■ **SUAS TAREFAS**:
• 1. Nas entradas, da linha que contém "compact form (91,165)." até o final das entradas, inclusive, substitua "cascading water" por "falling water" e reproduza essas linhas sem nenhuma outra alteração. Não inclua as imagens na resposta.
• 2. Prossiga o texto sobre o nicho da Virgem e seu entorno a partir da última frase apresentada.

----- DOCUMENTO -----

O nicho e seu entorno. O totem em cor dourada remete ao mais nobre dos metais, que na arte cristã simboliza imutabilidade, eternidade e perfeição, atributos de Deus; é o espaço ocupado pela Virgem, pois Deus se manifesta por meio dela ao povo brasileiro que a invoca. A Imagem está no centro de um grande sol, remetendo ao Cristo Sol que está no painel oposto, o Cristo Pantocrator sobre a Porta da Misericórdia, recordando que a beleza, a graça que irradia da Virgem são provenientes da ação de Deus em vista de sua maternidade divina. Ela é a mulher vestida de sol do Apocalipse (Ap 12,1), vestida da luz e da vida que vem de Deus que tudo cria, nos fazendo recordar que em Gênesis, quando se dá a criação, Deus cria a luz, referência ao dia e a noite (Gn 1,3-5). As estrelas que vemos circundando a Imagem, são as mesmas que coroam a Virgem, alusivas às doze tribos de Israel (Gn 37,9). A esta mulher, o artista fez referência no painel intitulado “A evangelização do Brasil”, localizado na Nave Oeste, a quem o mal almeja atacar para destruir o filho que será posto à luz. Esse menino é Cristo, e essa mulher, a Igreja esposada por Cristo, e desta Igreja Virgem e Mãe, filhos são gerados pelo sacramento do Batismo para a comunidade Igreja que somos todos nós.

----- LINHAS DE DADOS -----

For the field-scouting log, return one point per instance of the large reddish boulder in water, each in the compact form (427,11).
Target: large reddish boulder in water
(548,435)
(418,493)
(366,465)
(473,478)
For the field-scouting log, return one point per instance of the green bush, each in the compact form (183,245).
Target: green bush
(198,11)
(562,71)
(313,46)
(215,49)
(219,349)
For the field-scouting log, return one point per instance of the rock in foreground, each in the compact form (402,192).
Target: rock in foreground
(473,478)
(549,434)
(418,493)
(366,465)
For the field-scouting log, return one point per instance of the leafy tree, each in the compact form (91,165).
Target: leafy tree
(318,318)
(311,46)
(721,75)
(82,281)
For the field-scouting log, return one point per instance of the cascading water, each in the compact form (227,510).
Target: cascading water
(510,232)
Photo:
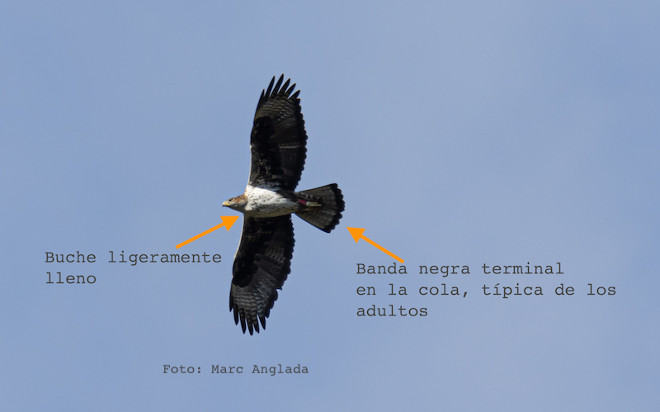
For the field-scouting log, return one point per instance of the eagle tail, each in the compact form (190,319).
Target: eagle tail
(323,206)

-----

■ **RESPOSTAS FORNECIDAS**:
• 1.
For the field-scouting log, return one point per instance of the leafy tree, each in the compact form (91,165).
Target: leafy tree
(318,318)
(311,46)
(721,75)
(82,281)
For the field-scouting log, return one point per instance of the falling water, each in the compact form (227,510).
Target: falling water
(510,232)
Photo:
For the field-scouting log, return one point per instance of the eagle tail, each in the compact form (190,319).
Target: eagle tail
(323,206)

• 2.
O nicho onde está a Imagem possui duas faces: uma para o lado externo, por onde passam os peregrinos, a outra para o lado interno, onde está a Capela dos Santos Apóstolos. Do lado externo, a arte faz alusão à pesca milagrosa pela qual “apareceu” a Imagem. Por isso, vemos peixes em alto relevo, confeccionados em bronze e com banho de ouro, doados pelos peregrinos. Esses peixes estão em águas em movimento, que são o sopro de vida proveniente do Espírito Santo que cria e dá vida. São estas águas referência às do rio Paraíba do Sul em que se deu o acontecimento do encontro da Imagem. Na moldura interna, no entorno da Imagem, vemos o texto das últimas frases do Apocalipse: “O Espírito e a esposa, dizem: Amém vem Senhor Jesus” (Ap 22,20), conferindo ao espaço caráter esponsal entre o Cordeiro e a comunidade celebrante, pois “o lugar da celebração cristã corresponde às núpcias de Deus (criador e Redentor) com o seu povo (a criatura, a sua Igreja)”.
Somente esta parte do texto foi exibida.